Directions:
Change every "Spot" in the records below to "Find", and write all the records out again with nothing else altered. Leave the pictures out of your answer.

## start

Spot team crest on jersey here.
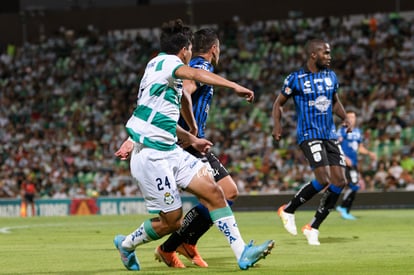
[164,192,174,205]
[285,87,292,95]
[324,77,332,87]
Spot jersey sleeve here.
[280,73,295,97]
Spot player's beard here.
[315,60,330,70]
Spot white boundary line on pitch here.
[0,222,133,234]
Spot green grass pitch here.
[0,209,414,275]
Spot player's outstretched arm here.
[175,66,254,102]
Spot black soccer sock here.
[341,189,356,213]
[284,179,324,214]
[161,206,213,252]
[310,187,342,229]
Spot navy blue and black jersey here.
[178,56,214,138]
[281,68,339,144]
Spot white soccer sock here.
[122,220,160,250]
[210,206,245,260]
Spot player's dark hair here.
[305,38,326,56]
[193,28,218,54]
[160,19,193,54]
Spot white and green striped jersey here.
[126,53,184,151]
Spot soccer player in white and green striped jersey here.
[114,19,274,270]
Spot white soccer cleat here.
[302,224,321,245]
[277,205,298,236]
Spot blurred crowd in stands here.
[0,13,414,201]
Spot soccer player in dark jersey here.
[272,39,352,245]
[336,112,377,220]
[156,28,238,267]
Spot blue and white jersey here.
[338,127,363,166]
[281,68,339,144]
[178,56,214,138]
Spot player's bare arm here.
[175,66,254,102]
[272,94,288,141]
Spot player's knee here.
[217,176,239,201]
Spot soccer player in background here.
[272,39,352,245]
[114,19,274,270]
[336,112,377,220]
[20,173,36,217]
[156,28,238,267]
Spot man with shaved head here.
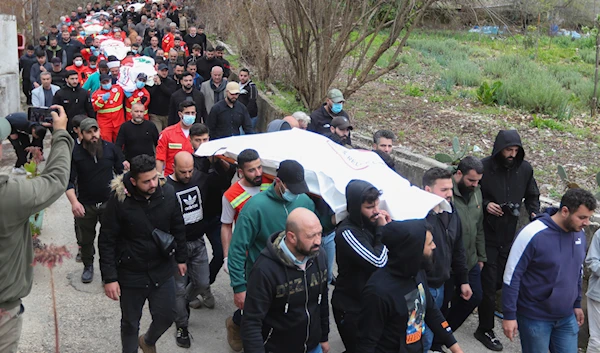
[167,151,232,348]
[242,207,329,353]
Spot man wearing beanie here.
[357,220,462,353]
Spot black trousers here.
[121,277,175,353]
[333,306,358,353]
[22,77,31,105]
[479,246,510,331]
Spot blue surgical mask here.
[331,103,344,114]
[183,115,196,126]
[281,187,299,202]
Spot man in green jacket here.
[226,160,315,352]
[0,105,73,353]
[446,156,487,331]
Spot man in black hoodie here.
[357,220,462,353]
[475,130,540,351]
[423,167,473,352]
[242,207,329,353]
[331,180,391,353]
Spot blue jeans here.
[517,314,579,353]
[308,344,323,353]
[321,231,335,283]
[422,285,444,353]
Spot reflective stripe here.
[98,105,123,113]
[230,191,252,208]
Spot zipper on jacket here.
[303,270,310,353]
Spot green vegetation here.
[400,31,600,120]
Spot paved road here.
[0,141,520,353]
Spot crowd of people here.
[0,0,600,353]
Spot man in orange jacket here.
[125,73,150,121]
[65,53,94,86]
[92,74,125,143]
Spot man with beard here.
[169,71,207,126]
[98,154,187,353]
[440,156,487,336]
[325,116,353,147]
[147,63,177,132]
[197,46,223,81]
[221,149,271,273]
[202,81,254,140]
[66,118,123,283]
[198,66,230,115]
[52,71,96,139]
[475,130,540,351]
[242,208,329,353]
[115,103,158,163]
[225,160,315,352]
[423,167,473,352]
[357,220,462,353]
[331,180,391,353]
[167,151,229,348]
[502,188,597,353]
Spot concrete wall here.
[0,14,21,116]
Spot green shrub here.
[442,60,481,87]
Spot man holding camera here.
[475,130,540,351]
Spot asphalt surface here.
[0,141,520,353]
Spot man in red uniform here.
[156,100,196,176]
[92,74,125,143]
[125,73,150,121]
[65,53,93,86]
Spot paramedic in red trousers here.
[125,73,150,121]
[502,188,597,353]
[242,207,329,353]
[92,74,125,142]
[156,100,196,176]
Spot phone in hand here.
[27,107,58,123]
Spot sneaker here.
[175,327,191,348]
[200,287,215,309]
[81,265,94,283]
[13,167,27,175]
[190,298,202,309]
[225,316,244,352]
[138,335,156,353]
[474,329,504,352]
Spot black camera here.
[500,202,521,217]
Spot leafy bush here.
[442,60,481,87]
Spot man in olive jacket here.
[0,106,73,353]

## end

Result for this exercise:
Find team crest on jersey here.
[164,192,174,205]
[285,87,292,95]
[324,77,332,87]
Find jersey sleeve here.
[280,73,295,97]
Find player's beard here.
[315,60,330,70]
Find white boundary line on pitch here.
[0,222,133,234]
Find green grass pitch here.
[0,209,414,275]
Find player's outstretched arm here.
[175,66,254,102]
Find black soccer sock here.
[341,189,356,213]
[284,179,324,214]
[161,206,213,252]
[310,187,342,229]
Find navy blue and black jersey here.
[178,56,214,138]
[281,68,339,144]
Find white soccer sock here.
[122,220,160,250]
[210,206,245,260]
Find player's dark hair here.
[305,38,326,56]
[193,28,218,54]
[160,19,193,54]
Find white and green striped jersey here.
[126,53,184,151]
Find soccer player in white and green striped jersey here.
[114,19,274,270]
Find white soccer cleat here.
[302,224,321,245]
[277,205,298,236]
Find blurred crowd in stands here.
[0,13,414,201]
Find soccer player in dark jersey here.
[272,39,352,245]
[336,112,377,220]
[156,28,238,267]
Find blue and white jersey here.
[338,127,363,166]
[281,68,339,144]
[178,56,214,138]
Find player's bare arm here.
[175,66,254,102]
[272,94,288,141]
Find player's knee here.
[217,176,239,201]
Find soccer player in background here.
[272,39,352,245]
[114,19,274,270]
[336,112,377,220]
[20,173,36,217]
[156,28,238,267]
Find man with shaved head here.
[167,151,232,348]
[242,207,329,353]
Find man wearing beanie here.
[357,220,462,353]
Find black trousers here.
[121,277,175,353]
[333,306,358,353]
[22,77,31,105]
[479,246,510,331]
Find blue surgical mask here.
[331,103,344,114]
[183,115,196,126]
[281,187,299,202]
Find man in green jacket here.
[226,160,315,352]
[0,105,73,353]
[446,156,487,331]
Find man in black hoodie here.
[357,220,462,353]
[475,130,540,351]
[423,167,473,352]
[242,207,329,353]
[331,180,391,353]
Find blue jeans here.
[517,314,579,353]
[308,344,323,353]
[321,231,335,283]
[422,285,444,353]
Find reflective stripe here.
[98,105,123,113]
[230,191,252,208]
Find zipper on jacket here.
[303,270,310,353]
Find green vegetation here.
[400,31,600,120]
Find paved road here.
[0,141,520,353]
Find crowd of people here.
[0,0,600,353]
Find man in orange jacket here.
[125,73,150,121]
[65,53,94,86]
[92,74,125,143]
Find man with beard here.
[169,71,207,126]
[98,154,187,353]
[440,156,487,336]
[325,116,353,147]
[147,63,177,132]
[197,46,223,81]
[221,149,271,273]
[202,81,254,140]
[66,118,123,283]
[198,66,230,115]
[52,71,96,139]
[475,130,540,351]
[242,208,329,353]
[115,103,158,163]
[225,160,315,352]
[423,167,473,352]
[357,220,462,353]
[331,180,391,353]
[167,151,229,348]
[502,188,597,353]
Find concrete wall here.
[0,14,21,116]
Find green shrub here.
[442,60,481,87]
Find man holding camera here.
[475,130,540,351]
Find asphalt surface here.
[0,141,520,353]
Find man in red uniform here.
[156,100,196,176]
[92,74,125,143]
[125,73,150,121]
[65,53,93,86]
Find paramedic in red trousers here.
[125,73,150,121]
[502,188,597,353]
[242,207,329,353]
[92,74,125,142]
[156,100,196,176]
Find phone in hand here.
[27,107,58,123]
Find sneaker here.
[175,327,191,348]
[200,287,215,309]
[81,265,94,283]
[13,167,27,175]
[190,298,202,309]
[225,316,244,352]
[138,335,156,353]
[474,329,504,352]
Find black camera here.
[500,202,521,217]
Find leafy bush here.
[442,60,481,87]
Find man in olive jacket here.
[0,106,73,353]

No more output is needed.